◆ **Supplied information**
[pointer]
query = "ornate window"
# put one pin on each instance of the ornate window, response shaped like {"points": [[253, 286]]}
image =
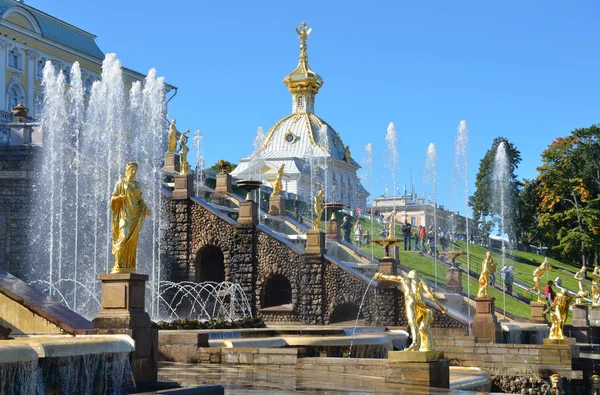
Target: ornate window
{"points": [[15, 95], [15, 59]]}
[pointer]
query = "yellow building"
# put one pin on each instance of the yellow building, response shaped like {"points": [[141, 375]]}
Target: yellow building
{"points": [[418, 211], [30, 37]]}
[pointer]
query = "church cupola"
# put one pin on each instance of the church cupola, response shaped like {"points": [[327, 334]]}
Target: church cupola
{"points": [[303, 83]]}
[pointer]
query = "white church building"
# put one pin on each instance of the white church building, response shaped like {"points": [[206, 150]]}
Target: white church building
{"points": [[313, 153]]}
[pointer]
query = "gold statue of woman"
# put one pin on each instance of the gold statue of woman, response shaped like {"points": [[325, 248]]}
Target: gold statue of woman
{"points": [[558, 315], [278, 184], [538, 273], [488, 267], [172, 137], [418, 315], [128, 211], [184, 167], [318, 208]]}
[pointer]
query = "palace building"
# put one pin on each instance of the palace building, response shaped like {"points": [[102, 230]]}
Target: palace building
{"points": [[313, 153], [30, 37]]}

◆ **What you are asked to do**
For each line of the listing that holds the word "query", show that line.

◆ **Answer for the task**
query = "ornate window"
query = "yellow building"
query = "church cupola"
query = "white church building"
query = "gold statue of woman"
query = "palace building"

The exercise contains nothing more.